* Records supplied *
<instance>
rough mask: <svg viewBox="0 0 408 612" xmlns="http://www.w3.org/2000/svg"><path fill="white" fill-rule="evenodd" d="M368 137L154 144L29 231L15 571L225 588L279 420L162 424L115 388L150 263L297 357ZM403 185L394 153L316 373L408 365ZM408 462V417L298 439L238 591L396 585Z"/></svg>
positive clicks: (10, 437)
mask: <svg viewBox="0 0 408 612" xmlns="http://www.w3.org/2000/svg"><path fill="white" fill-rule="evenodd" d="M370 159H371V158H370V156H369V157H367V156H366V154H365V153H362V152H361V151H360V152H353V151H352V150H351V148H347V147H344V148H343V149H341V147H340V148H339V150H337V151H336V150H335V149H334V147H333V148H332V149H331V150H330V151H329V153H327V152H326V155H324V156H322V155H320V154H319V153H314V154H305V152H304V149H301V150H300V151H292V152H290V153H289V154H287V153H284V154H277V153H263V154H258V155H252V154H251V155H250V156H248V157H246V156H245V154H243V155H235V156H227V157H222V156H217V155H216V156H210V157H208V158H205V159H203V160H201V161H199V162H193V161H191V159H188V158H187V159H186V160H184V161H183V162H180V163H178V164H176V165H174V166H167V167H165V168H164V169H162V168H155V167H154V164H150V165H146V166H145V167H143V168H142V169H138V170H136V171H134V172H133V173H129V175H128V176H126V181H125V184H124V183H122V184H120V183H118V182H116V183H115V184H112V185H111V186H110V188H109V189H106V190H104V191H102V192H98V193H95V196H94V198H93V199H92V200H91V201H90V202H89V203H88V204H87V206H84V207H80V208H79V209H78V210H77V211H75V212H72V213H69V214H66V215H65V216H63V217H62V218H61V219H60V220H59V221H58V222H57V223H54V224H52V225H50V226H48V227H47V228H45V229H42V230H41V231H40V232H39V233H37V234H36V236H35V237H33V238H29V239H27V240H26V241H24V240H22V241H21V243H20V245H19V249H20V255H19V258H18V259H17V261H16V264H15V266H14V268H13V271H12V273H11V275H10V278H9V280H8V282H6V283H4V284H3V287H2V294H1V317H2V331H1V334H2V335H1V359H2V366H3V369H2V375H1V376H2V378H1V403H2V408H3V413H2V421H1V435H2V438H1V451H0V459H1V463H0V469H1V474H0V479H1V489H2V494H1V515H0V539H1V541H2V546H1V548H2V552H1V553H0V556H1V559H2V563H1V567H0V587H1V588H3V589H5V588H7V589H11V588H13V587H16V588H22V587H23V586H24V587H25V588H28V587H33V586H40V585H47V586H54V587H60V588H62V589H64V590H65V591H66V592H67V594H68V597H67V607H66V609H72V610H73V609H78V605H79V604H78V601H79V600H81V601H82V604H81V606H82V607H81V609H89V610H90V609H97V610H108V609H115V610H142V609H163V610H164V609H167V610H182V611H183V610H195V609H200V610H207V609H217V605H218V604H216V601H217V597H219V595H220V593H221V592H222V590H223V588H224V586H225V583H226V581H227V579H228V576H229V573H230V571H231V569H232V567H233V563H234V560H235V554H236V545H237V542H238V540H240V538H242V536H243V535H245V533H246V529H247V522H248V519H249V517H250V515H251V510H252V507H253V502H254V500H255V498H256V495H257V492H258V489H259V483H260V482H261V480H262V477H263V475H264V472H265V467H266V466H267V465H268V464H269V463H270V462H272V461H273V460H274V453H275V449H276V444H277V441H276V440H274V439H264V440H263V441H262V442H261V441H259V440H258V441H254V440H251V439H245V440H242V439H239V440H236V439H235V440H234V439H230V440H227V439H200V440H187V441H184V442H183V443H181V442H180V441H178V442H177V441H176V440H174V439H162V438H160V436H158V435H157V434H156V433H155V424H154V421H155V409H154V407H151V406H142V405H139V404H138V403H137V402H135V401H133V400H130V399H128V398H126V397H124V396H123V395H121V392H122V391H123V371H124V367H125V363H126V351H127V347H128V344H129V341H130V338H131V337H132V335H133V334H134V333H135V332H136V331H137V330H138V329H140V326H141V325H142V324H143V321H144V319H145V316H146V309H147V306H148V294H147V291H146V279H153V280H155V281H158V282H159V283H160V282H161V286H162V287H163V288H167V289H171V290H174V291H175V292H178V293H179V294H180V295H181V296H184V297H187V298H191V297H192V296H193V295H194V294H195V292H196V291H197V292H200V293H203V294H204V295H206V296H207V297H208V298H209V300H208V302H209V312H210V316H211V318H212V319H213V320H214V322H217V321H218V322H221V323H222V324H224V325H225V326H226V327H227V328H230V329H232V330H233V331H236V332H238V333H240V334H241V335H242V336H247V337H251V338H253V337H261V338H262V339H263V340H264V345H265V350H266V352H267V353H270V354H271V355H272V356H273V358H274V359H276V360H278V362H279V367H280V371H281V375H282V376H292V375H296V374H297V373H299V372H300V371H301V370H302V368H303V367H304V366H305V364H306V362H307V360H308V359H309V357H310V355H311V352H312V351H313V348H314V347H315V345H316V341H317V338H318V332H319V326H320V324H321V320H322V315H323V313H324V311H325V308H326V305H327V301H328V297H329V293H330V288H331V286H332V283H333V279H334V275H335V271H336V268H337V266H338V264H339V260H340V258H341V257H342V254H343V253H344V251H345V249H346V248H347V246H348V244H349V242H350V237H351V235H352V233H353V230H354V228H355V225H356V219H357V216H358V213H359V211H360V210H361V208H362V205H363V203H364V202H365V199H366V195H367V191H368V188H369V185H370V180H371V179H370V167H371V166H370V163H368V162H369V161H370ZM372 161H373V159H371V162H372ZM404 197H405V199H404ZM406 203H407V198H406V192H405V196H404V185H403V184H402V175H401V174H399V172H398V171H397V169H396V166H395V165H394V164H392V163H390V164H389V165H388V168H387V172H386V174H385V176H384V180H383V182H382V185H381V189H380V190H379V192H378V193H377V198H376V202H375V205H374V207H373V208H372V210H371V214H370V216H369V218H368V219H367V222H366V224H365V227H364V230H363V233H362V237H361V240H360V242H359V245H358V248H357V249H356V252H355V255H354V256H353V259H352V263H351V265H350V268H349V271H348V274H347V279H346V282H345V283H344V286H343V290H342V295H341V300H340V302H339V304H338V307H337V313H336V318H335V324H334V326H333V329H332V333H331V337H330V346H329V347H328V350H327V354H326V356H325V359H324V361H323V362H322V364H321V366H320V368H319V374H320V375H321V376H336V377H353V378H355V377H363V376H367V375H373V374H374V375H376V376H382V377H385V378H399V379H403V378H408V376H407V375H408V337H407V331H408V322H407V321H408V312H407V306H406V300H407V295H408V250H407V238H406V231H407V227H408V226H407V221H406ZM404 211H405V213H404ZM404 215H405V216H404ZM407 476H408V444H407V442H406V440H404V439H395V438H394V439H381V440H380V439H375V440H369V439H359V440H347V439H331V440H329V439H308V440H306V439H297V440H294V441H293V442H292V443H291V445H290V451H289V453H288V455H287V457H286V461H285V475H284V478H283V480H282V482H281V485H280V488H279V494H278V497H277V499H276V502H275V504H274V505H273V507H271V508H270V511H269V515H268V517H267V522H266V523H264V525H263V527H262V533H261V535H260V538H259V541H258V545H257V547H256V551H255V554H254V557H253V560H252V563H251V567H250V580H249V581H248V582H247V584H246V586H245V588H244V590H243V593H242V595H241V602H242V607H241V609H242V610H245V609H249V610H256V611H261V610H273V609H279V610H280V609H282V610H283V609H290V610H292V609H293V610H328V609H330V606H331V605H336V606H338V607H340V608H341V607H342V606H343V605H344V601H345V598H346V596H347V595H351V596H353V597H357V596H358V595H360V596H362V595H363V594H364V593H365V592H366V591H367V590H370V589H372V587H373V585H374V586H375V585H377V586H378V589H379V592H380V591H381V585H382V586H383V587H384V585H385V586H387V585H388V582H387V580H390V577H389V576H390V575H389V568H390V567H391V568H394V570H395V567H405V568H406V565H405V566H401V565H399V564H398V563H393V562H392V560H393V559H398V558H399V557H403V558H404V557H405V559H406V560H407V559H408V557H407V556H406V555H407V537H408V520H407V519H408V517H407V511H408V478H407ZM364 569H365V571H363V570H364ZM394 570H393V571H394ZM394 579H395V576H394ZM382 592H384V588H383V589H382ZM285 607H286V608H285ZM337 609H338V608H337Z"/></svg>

--

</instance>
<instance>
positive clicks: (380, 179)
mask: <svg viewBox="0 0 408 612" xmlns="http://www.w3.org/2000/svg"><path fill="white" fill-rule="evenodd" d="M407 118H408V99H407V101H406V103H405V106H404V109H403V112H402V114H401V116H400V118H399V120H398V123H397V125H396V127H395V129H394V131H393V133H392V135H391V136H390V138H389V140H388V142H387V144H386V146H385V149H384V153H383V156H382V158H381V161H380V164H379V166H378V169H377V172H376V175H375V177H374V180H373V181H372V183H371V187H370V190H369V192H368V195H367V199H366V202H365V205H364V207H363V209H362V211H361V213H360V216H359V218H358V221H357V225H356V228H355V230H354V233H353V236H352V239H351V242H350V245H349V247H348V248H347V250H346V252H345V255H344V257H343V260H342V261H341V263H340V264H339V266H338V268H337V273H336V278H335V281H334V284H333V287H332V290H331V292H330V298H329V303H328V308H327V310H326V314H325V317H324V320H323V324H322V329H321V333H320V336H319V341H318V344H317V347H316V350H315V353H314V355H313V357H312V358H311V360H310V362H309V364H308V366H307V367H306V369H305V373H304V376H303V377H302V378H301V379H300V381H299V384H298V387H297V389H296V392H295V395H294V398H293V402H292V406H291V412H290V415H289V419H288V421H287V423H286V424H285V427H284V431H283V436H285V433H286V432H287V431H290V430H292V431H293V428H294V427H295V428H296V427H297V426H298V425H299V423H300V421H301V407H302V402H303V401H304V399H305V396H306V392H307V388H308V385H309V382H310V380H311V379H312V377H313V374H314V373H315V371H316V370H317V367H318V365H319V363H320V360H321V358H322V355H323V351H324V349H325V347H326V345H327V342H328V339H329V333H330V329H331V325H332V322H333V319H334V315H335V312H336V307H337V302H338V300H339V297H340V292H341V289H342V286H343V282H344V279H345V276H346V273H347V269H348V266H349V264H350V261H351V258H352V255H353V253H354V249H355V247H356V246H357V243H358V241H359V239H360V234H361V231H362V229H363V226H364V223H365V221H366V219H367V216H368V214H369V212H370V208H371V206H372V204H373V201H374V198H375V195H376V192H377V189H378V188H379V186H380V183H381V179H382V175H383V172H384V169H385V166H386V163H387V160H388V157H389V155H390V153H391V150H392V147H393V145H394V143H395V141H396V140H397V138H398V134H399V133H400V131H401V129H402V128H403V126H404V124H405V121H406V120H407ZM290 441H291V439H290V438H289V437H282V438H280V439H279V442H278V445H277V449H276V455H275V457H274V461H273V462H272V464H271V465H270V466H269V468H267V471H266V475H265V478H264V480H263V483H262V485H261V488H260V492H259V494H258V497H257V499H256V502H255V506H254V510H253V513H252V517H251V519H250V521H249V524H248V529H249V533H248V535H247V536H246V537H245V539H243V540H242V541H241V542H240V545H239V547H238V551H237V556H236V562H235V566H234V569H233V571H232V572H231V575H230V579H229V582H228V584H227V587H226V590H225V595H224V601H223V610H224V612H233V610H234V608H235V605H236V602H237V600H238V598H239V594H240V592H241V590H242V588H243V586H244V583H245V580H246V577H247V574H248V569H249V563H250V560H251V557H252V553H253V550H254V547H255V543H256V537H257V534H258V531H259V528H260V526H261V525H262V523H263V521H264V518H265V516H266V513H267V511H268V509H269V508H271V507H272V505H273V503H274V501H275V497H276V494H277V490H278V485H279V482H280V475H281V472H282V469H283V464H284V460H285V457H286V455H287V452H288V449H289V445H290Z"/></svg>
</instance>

* Exercise directions *
Extract every row that contains the string "clicks".

* Output *
positive clicks: (10, 437)
positive clicks: (380, 179)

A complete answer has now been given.